Reading text:
= = = = = = =

UKGovernmentBEIS · jjallaire · Feb 5, 2025 · Jan 30, 2025 · Jan 31, 2025 · Jan 31, 2025
diff --git a/CHANGELOG.md b/CHANGELOG.md
@@ -18,6 +18,7 @@
 - OpenAI: Map some additional 400 status codes to `content_filter` stop reason.
 - Anthropic: Handle 413 status code (Payload Too Large) and map to `model_length` StopReason.
 - Tasks: Log sample with error prior to raising task-ending exception.
+- Python: Enhance prompt to emphasise that it is a script rather than a notebook.
 - Computer: Various improvements to image including desktop, python, and VS Code configuration.
 - Bugfix: Don't download full log from S3 for header_only reads.
 

diff --git a/src/inspect_ai/tool/_tools/_execute.py b/src/inspect_ai/tool/_tools/_execute.py
@@ -74,8 +74,39 @@ async def execute(code: str) -> str:
         """
         Use the python function to execute Python code.
 
-        The python function will only return you the stdout of the script,
-        so make sure to use print to see the output.

= = = = = = =

Material supplied:
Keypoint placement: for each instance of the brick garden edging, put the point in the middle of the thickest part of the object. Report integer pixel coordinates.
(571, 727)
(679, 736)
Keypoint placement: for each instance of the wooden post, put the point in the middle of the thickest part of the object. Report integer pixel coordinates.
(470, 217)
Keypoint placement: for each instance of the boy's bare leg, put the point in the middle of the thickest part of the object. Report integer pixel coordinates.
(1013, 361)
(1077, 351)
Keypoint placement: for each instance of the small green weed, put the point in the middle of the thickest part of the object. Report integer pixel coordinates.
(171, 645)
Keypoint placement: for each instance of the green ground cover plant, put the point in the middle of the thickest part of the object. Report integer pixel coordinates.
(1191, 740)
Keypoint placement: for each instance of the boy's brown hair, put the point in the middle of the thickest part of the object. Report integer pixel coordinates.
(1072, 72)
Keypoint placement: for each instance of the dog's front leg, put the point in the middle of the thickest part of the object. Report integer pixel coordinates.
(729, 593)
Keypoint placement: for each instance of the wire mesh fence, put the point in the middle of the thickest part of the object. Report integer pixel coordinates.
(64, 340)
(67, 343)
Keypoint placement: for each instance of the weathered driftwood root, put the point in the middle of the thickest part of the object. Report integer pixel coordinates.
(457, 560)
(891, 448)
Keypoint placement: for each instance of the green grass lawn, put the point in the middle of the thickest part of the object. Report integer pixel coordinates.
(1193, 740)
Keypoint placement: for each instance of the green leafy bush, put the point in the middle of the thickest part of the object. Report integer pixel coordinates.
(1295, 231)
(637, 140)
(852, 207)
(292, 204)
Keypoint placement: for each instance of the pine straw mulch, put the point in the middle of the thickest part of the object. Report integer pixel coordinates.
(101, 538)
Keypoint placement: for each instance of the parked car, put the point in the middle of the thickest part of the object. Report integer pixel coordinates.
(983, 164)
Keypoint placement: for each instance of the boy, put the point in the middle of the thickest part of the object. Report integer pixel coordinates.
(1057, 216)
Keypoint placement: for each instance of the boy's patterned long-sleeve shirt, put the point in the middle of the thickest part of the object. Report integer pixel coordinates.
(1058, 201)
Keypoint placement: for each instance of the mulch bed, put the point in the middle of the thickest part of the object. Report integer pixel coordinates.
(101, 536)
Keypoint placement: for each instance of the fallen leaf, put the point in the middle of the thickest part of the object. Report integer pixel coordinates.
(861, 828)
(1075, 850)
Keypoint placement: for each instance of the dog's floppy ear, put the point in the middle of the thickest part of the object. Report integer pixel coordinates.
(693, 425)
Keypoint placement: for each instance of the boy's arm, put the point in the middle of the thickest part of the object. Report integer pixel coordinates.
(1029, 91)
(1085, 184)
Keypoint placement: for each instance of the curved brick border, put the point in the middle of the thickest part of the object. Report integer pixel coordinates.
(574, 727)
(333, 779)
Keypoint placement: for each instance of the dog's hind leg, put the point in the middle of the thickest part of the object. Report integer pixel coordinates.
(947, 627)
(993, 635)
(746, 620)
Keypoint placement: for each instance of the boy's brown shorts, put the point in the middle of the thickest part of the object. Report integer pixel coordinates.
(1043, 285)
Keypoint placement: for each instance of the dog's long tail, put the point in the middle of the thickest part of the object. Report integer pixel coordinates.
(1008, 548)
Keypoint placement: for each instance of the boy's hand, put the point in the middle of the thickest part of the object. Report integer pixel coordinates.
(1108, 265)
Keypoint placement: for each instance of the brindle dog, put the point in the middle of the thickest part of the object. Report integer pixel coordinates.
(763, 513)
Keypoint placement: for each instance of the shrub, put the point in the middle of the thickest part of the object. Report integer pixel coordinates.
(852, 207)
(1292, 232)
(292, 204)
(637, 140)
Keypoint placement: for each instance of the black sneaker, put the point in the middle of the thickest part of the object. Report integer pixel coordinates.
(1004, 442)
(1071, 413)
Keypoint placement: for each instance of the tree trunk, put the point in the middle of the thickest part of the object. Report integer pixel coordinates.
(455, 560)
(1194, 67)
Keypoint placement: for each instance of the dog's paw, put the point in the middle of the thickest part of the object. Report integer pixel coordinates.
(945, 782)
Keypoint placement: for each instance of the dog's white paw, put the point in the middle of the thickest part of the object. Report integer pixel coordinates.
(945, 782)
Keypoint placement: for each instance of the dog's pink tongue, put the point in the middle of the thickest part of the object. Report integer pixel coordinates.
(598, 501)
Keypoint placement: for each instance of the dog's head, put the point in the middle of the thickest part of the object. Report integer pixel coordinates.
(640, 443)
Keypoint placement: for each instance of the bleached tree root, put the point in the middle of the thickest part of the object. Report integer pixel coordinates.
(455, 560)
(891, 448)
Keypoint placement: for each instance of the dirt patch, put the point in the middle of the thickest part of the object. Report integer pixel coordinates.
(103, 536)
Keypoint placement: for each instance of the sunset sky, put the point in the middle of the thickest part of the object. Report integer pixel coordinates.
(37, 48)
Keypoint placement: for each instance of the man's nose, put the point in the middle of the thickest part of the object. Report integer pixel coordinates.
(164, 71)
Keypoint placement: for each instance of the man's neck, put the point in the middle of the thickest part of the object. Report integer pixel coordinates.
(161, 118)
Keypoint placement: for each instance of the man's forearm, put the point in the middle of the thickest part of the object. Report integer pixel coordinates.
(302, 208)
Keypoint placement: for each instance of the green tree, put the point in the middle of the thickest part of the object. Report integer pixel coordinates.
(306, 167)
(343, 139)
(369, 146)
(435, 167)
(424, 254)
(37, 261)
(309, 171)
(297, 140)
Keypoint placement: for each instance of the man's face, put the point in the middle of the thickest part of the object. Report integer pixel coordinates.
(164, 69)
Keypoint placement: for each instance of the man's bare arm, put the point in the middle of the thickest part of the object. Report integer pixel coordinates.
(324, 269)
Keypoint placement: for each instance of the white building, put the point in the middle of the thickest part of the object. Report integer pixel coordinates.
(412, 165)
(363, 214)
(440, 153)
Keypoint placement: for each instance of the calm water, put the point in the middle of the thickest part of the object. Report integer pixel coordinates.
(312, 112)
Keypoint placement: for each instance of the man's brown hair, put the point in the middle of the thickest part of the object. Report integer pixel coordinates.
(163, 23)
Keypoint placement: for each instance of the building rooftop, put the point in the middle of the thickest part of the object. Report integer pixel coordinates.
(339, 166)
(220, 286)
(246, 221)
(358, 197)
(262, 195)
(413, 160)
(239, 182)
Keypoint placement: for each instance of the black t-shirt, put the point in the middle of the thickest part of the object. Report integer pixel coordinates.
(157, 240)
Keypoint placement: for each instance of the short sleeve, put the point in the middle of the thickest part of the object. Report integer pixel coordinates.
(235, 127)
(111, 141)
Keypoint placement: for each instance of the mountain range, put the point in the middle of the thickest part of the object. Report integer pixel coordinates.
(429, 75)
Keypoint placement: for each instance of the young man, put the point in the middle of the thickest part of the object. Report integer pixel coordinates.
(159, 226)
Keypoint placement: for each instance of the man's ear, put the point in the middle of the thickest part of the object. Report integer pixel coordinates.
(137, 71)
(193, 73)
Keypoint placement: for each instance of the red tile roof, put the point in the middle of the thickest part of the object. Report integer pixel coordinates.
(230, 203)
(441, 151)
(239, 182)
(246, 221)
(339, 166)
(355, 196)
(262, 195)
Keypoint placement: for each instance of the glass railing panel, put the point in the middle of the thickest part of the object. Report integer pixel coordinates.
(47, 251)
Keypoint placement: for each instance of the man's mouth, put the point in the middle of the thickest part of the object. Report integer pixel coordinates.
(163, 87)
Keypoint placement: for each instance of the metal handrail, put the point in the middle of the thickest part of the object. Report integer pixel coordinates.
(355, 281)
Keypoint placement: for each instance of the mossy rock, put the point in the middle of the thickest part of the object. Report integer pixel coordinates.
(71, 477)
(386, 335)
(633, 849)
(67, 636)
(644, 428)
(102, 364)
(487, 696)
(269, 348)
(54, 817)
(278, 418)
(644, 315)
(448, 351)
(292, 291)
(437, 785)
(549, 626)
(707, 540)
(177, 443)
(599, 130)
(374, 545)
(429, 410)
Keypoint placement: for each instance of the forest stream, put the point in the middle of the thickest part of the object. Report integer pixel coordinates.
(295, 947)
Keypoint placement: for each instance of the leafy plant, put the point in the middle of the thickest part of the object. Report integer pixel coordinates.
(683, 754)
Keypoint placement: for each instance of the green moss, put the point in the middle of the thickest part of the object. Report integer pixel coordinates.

= = = = = = =

Task description: Return everything in the code diff from "Use the python" down to "see the output.", copied word for word.

Solution:
Use the python function to execute Python code.
 
-        The python function will only return you the stdout of the script,
-        so make sure to use print to see the output.